═══ GIVEN DATA ═══
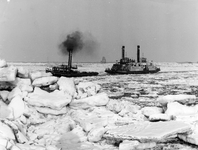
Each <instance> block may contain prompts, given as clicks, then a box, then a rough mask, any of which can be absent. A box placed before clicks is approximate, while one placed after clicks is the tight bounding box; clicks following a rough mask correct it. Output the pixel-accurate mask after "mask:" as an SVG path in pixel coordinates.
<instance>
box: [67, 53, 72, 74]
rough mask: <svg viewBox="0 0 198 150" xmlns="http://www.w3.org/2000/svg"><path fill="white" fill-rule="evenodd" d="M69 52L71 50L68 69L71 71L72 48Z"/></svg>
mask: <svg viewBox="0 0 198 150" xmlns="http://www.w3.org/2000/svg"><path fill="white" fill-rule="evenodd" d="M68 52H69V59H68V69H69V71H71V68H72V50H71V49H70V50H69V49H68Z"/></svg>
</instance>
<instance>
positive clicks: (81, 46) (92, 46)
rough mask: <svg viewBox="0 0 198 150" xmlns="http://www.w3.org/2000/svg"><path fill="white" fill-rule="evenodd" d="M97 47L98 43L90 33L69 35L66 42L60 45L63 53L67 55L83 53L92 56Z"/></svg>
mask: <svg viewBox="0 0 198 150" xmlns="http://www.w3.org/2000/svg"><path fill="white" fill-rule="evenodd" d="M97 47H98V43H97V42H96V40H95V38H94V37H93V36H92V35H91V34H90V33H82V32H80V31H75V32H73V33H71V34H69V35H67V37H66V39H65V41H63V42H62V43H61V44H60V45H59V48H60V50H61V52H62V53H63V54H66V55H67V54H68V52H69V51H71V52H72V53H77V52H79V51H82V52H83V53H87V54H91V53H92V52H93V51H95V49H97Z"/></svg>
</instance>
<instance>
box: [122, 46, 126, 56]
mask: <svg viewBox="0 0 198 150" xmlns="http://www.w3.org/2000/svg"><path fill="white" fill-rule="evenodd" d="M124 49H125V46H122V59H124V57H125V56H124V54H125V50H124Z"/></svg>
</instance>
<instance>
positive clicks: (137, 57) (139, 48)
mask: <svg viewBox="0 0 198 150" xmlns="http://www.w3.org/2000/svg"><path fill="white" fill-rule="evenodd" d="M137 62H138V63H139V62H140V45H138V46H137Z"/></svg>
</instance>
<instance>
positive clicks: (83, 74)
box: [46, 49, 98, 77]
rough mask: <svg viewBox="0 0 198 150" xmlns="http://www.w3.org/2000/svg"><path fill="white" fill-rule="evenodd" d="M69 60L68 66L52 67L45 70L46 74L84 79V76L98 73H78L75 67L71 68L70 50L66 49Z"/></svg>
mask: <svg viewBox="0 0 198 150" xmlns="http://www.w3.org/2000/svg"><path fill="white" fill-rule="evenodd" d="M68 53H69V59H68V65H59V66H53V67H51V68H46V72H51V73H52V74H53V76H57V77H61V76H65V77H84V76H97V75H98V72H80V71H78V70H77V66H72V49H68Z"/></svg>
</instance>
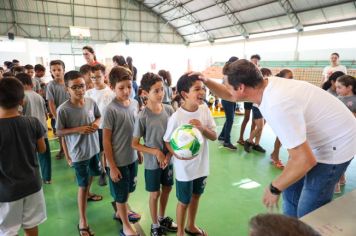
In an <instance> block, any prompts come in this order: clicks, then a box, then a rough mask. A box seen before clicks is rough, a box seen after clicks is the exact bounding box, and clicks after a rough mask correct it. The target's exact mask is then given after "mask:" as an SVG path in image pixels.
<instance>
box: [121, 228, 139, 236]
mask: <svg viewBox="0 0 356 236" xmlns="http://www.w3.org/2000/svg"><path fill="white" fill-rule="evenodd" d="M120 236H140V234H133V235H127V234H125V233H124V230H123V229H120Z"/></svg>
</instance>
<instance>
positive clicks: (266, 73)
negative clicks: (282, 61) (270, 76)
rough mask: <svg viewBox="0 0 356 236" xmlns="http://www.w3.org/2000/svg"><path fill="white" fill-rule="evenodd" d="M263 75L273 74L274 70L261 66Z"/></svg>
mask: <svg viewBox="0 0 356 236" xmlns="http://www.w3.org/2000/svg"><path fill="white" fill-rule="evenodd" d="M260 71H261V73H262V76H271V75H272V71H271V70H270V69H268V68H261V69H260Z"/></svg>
═══
═══ GIVEN DATA ═══
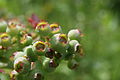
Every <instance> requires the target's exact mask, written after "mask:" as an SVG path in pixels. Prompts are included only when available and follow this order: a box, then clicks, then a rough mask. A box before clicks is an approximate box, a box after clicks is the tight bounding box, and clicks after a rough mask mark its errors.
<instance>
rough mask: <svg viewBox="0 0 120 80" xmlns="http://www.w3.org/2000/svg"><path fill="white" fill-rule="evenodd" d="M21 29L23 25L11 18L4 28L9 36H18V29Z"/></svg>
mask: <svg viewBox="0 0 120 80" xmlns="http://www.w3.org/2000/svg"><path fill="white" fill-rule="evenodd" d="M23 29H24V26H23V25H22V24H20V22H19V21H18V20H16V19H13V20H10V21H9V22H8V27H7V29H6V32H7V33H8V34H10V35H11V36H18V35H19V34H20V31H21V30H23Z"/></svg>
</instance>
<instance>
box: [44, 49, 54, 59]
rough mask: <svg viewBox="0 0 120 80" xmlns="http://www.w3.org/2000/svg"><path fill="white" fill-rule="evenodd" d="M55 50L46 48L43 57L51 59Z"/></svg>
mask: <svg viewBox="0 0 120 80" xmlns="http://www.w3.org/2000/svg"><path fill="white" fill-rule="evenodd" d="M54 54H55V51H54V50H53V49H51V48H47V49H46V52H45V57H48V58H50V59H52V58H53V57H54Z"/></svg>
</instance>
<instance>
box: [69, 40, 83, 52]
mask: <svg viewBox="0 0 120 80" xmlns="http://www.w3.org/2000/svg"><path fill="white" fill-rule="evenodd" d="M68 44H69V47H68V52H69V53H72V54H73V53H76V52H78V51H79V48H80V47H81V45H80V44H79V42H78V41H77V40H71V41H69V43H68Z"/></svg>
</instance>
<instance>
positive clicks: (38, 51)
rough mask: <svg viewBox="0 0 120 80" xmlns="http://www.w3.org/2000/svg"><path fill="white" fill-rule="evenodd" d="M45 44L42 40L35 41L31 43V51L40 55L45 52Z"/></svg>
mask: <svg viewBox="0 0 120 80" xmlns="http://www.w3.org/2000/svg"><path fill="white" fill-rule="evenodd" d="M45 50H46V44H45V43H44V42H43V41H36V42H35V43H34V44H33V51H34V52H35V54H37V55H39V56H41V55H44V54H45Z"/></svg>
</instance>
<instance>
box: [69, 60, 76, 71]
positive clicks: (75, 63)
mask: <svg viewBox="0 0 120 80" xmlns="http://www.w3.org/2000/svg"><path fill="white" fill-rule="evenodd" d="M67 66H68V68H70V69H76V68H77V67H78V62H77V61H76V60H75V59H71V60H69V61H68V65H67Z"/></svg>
═══
TASK GOAL: Find each line of the material above that includes the string "positive", and copy those lines out. Match the case exactly.

ANSWER TO THIS EXERCISE:
positive clicks: (81, 46) (92, 46)
positive clicks: (137, 57) (139, 48)
positive clicks: (83, 74)
positive clicks: (266, 73)
positive clicks: (38, 51)
positive clicks: (75, 63)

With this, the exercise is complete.